Task statement
Check each line of the records below for the word "pool" and copy those where it appears.

Provided records
__________

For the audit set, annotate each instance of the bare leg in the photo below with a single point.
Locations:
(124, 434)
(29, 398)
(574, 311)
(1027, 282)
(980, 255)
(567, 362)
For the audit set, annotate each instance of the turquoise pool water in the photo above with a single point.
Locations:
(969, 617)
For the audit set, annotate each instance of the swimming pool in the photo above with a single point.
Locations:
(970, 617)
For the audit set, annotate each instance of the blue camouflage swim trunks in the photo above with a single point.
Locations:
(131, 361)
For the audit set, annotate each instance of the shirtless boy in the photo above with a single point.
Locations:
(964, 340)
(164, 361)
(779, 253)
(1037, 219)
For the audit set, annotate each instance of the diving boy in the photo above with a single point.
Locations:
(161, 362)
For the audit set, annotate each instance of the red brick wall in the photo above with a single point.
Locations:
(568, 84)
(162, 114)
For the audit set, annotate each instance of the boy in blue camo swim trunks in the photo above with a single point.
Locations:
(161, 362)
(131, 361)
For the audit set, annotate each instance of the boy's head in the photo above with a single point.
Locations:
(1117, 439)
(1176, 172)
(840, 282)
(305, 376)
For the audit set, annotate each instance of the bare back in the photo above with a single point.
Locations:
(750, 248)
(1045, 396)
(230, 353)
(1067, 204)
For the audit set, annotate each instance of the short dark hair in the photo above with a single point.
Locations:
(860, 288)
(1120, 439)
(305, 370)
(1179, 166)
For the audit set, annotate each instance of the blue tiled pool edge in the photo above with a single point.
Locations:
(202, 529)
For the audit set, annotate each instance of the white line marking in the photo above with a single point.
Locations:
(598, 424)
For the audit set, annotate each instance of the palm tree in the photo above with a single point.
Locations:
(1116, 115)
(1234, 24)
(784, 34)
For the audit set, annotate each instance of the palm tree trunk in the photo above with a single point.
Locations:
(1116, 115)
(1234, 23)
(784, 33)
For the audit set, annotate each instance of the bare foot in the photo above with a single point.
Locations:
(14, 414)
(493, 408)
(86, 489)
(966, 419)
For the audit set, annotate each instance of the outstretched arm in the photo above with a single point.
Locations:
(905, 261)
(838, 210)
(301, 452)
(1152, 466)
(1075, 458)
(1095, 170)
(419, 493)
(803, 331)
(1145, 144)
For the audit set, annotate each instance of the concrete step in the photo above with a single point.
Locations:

__________

Exercise answer
For the audit set, annotate each instance of the turquoise pool water in the photo above with a single point.
For the audit set, annotate each instance of the swimming pool in the photo above with a single point.
For the audit set, annotate each instance of the blue tiled pool edge in the photo above with a single point.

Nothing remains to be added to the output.